Stated exercise » Without the images, write out the whole listing exactly.

Material »

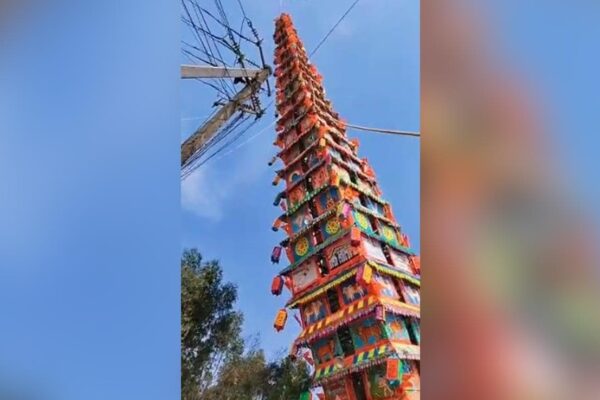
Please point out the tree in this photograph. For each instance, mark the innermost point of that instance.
(250, 377)
(214, 364)
(210, 327)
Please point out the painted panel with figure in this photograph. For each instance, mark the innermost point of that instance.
(366, 332)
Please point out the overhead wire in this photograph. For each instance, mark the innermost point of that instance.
(333, 27)
(323, 40)
(386, 131)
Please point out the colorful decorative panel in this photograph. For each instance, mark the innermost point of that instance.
(411, 294)
(374, 206)
(342, 173)
(334, 153)
(295, 176)
(301, 219)
(379, 387)
(366, 332)
(388, 233)
(327, 199)
(289, 137)
(339, 254)
(337, 390)
(302, 247)
(373, 249)
(331, 227)
(362, 221)
(354, 166)
(415, 325)
(305, 275)
(314, 311)
(312, 159)
(296, 195)
(396, 328)
(325, 349)
(385, 285)
(400, 261)
(310, 138)
(352, 291)
(319, 177)
(411, 383)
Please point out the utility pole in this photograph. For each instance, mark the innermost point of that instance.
(254, 80)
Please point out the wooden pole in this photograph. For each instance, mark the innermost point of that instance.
(210, 128)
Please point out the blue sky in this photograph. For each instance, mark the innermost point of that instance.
(370, 66)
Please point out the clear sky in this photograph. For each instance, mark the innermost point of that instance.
(370, 66)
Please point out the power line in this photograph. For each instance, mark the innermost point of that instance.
(333, 27)
(272, 101)
(388, 131)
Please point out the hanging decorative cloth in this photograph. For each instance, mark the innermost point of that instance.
(415, 262)
(379, 313)
(278, 223)
(392, 372)
(277, 285)
(364, 274)
(276, 254)
(355, 236)
(280, 320)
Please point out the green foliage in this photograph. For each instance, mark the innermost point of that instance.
(210, 327)
(214, 364)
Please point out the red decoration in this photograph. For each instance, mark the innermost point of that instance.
(364, 274)
(415, 262)
(311, 135)
(392, 369)
(280, 320)
(355, 236)
(276, 254)
(380, 313)
(277, 285)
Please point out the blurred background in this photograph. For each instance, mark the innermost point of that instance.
(509, 200)
(90, 207)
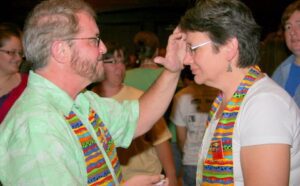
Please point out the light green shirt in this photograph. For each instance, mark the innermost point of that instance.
(37, 145)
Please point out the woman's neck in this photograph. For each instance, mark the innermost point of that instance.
(149, 63)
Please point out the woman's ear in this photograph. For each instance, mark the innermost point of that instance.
(60, 51)
(232, 47)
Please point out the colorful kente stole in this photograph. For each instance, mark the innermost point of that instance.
(218, 165)
(97, 170)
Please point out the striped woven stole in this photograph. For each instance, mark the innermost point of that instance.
(218, 165)
(98, 172)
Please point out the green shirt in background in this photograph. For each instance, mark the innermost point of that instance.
(142, 78)
(37, 145)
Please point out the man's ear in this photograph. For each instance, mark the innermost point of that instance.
(232, 48)
(60, 51)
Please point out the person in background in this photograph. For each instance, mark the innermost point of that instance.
(151, 152)
(273, 52)
(287, 74)
(146, 46)
(253, 133)
(64, 134)
(12, 82)
(189, 113)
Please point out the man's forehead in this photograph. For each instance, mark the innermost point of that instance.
(87, 24)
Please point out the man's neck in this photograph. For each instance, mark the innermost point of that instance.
(64, 82)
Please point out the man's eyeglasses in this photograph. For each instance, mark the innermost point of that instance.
(192, 49)
(13, 53)
(95, 39)
(111, 61)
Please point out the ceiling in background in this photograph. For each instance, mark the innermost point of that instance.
(266, 12)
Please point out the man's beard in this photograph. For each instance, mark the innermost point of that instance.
(86, 68)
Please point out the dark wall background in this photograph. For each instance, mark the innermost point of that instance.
(119, 20)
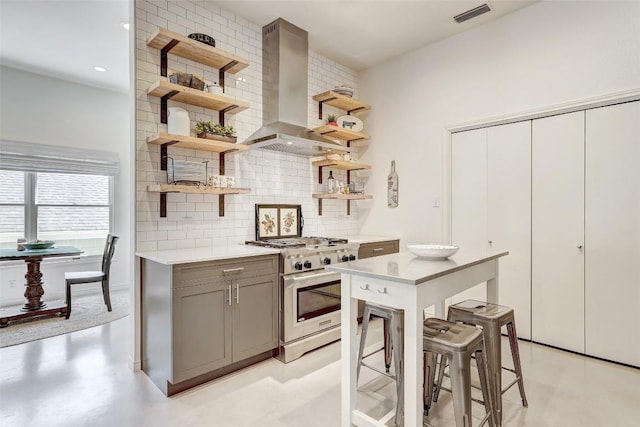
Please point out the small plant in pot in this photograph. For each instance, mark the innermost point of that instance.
(205, 129)
(332, 120)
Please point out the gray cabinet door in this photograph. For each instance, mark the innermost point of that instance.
(201, 330)
(255, 326)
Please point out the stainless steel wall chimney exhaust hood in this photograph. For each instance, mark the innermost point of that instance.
(285, 59)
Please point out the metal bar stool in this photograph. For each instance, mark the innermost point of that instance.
(457, 343)
(491, 317)
(393, 345)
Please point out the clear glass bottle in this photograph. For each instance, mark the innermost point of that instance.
(331, 183)
(392, 187)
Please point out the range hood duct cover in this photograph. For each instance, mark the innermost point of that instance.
(285, 64)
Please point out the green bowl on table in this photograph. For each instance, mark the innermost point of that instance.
(38, 245)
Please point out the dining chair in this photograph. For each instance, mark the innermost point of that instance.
(79, 277)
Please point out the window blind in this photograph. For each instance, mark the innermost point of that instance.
(34, 157)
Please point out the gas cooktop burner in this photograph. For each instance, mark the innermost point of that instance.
(298, 242)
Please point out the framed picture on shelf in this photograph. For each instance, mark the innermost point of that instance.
(278, 221)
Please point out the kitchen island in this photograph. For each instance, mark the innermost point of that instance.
(207, 312)
(404, 281)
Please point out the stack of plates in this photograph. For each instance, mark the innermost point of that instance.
(344, 90)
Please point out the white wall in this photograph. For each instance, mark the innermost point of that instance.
(273, 177)
(40, 109)
(547, 54)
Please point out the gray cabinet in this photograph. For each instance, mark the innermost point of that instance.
(199, 318)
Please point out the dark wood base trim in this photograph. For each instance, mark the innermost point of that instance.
(201, 379)
(13, 314)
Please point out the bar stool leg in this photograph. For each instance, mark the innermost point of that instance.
(492, 340)
(484, 385)
(363, 336)
(388, 345)
(515, 353)
(438, 385)
(429, 362)
(459, 372)
(397, 339)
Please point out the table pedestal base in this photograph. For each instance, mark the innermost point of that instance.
(17, 313)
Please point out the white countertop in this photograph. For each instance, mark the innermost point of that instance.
(404, 267)
(184, 256)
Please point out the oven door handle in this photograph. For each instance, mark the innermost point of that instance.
(310, 278)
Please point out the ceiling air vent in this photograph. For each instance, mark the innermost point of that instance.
(476, 11)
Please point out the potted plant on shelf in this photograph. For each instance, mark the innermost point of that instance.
(206, 130)
(332, 120)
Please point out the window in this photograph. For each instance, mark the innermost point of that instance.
(70, 209)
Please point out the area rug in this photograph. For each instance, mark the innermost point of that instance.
(87, 311)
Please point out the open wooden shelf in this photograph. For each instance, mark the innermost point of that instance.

Worked answer »
Please point out the tree in this photograph. For each instance, mark the innermost point of that instance.
(250, 377)
(214, 364)
(210, 327)
Please point out the painted panel with figure in this photograph. For each instance, mark the innermost point of that instance.
(366, 332)
Please point out the overhead wire in this photograph. For each instance, mark the innermost point of that instance.
(333, 27)
(323, 40)
(386, 131)
Please point out the colorful decorative panel in this photograph. For each instance, mark the innermost point of that instance.
(411, 294)
(374, 206)
(342, 173)
(334, 153)
(295, 176)
(301, 219)
(379, 387)
(366, 332)
(388, 233)
(327, 199)
(289, 137)
(339, 254)
(337, 390)
(302, 247)
(373, 249)
(331, 227)
(362, 221)
(354, 166)
(415, 325)
(305, 275)
(314, 311)
(312, 159)
(296, 195)
(396, 328)
(325, 349)
(385, 285)
(400, 261)
(310, 138)
(352, 291)
(319, 177)
(411, 383)
Please point out the utility pole in this photograph. For each instance, mark the innermost point of that instance.
(254, 80)
Please point out the wooden pole in this photograph. For each instance, mark the innermost point of that instance.
(210, 128)
Please point out the blue sky in this photograph. For each instance, mark the innermost point of that instance.
(370, 66)
Please point out the clear sky in this photograph. For each instance, mark the innermost point of that instance.
(370, 66)
Please point out the power line in this photograph. For each instance, mark the innermost point of that instance.
(333, 27)
(272, 101)
(388, 131)
Please point out the hanging decorative cloth in this photograph. For each instance, mark the innermost point of that instance.
(415, 262)
(379, 313)
(278, 223)
(392, 372)
(277, 285)
(364, 274)
(276, 254)
(355, 236)
(280, 320)
Please point out the green foliage in this photograph. For each instance, mark the innermost point of that instance.
(210, 327)
(214, 364)
Please point out the red decoration in this photograph. For each instance, mark the innermost point of that instance.
(364, 274)
(415, 262)
(311, 135)
(392, 369)
(280, 320)
(355, 236)
(276, 254)
(380, 313)
(277, 285)
Please point out the blurred background in this photograph. For each instance, mark the innermost point of that instance.
(509, 200)
(90, 207)
Please point out the light green shirt in this photograph. For each instance, mark the innermost point of that instance.
(37, 145)
Please point out the woman's neck in this photograph. For each instance, mark the innermost point of that instance.
(149, 63)
Please point out the woman's ear in this photograph. For each instance, mark the innermost point of that instance.
(60, 51)
(232, 47)
Please point out the colorful kente stole in this photograph. For each instance, mark the innermost point of that instance.
(218, 165)
(97, 170)
Please point out the striped woven stole in this photograph. For each instance, mark the innermost point of that instance.
(218, 165)
(98, 172)
Please point out the green shirt in background in this photograph. For each instance, mark the innermost point of that instance.
(142, 78)
(37, 145)
Please point out the man's ear in this photograph. For each instance, mark the innermost point of that instance.
(232, 48)
(60, 51)
Please point out the person in background in this photograph. For each instance, mark the innermost point of that instance.
(151, 152)
(273, 52)
(287, 74)
(146, 46)
(253, 133)
(64, 134)
(12, 82)
(189, 113)
Please point out the man's forehead in this photograph. For each instance, mark the innermost point of that instance.
(87, 24)
Please point out the man's neck in this photograph. For each instance, mark the innermost point of that instance.
(64, 82)
Please point out the man's eyeglasses in this photograph. For each instance, mark the innermost point of that instance.
(192, 49)
(13, 53)
(95, 39)
(111, 61)
Please point out the ceiling in background in this photograph. For each instance, mark the innermost point of that instance.
(266, 12)
Please point out the man's beard in this photograph. For each instance, mark the innermost point of that instance.
(86, 68)
Please point out the dark wall background in this photograph. For each instance, mark the innermost point of that instance.
(119, 20)
Please point out the small plant in pot in this photograph. For each instance, mark the innermost point of that instance.
(205, 129)
(332, 120)
Please point out the gray cabinet door in this photograph. For each instance, mark the innermost point of that instance.
(201, 330)
(255, 326)
Please point out the stainless steel wall chimney exhaust hood in this photograph. For each instance, mark the innermost point of that instance.
(285, 59)
Please point out the metal bar stool in this photograph. For each instance, mark the innermost point of that instance.
(457, 343)
(491, 317)
(393, 345)
Please point out the clear glass bottle in this photograph. For each instance, mark the innermost point of that instance.
(331, 183)
(392, 187)
Please point out the range hood duct cover in this photograph. For each instance, mark the innermost point of that instance.
(285, 64)
Please point out the green bowl on table in this photograph. For each instance, mark the innermost point of that instance.
(38, 245)
Please point out the dining chair in this photograph. For each instance, mark the innermost point of that instance.
(79, 277)
Please point out the window blind in this photograph. For each instance, mark the innermost point of that instance.
(34, 157)
Please point out the gas cooktop burner in this photograph. For each instance, mark the innermost point of that instance.
(298, 242)
Please point out the framed picture on shelf in this photograph. For each instance, mark the innermost point of that instance.
(278, 221)
Please point out the kitchen island in this photograph. For each instance, mark the innermost point of that instance.
(207, 312)
(404, 281)
Please point out the stack of plates in this photograph. For each instance, mark the innermost point of that instance.
(344, 90)
Please point out the white wall in this photograph. For each instance, mark the innermost point of that instance.
(273, 177)
(40, 109)
(547, 54)
Please point out the gray cabinet in this photograph. For each instance, mark the innermost point of that instance.
(199, 318)
Please point out the dark wood base trim in this photograph. For each instance, mark the innermost point of that instance.
(201, 379)
(13, 314)
Please point out the bar stool leg in this photograph. For each instance, mark the innermost point of that instance.
(492, 340)
(484, 385)
(363, 336)
(388, 345)
(515, 353)
(438, 385)
(429, 362)
(459, 372)
(397, 339)
Please point out the table pedestal base in this photograph. For each instance, mark the innermost point of that instance.
(17, 313)
Please point out the white countertop in this photograph. For each instance, mark the innermost point of that instance.
(404, 267)
(184, 256)
Please point out the oven door handle in this photograph. For each instance, mark the innermost point of that instance.
(310, 278)
Please point out the ceiling air vent in this photograph. For each instance, mark the innermost point of that instance.
(476, 11)
Please point out the potted plant on shelf in this photograph. For each instance, mark the innermost point of that instance.
(206, 130)
(332, 120)
Please point out the window in this photograph. For each instance, mark the innermost point of that instance.
(70, 209)
Please point out the area rug in this photograph. For each instance, mark the innermost point of that instance.
(87, 311)
Please point out the open wooden shelf in this photograph. For each instance, mark the innermost point of that instance.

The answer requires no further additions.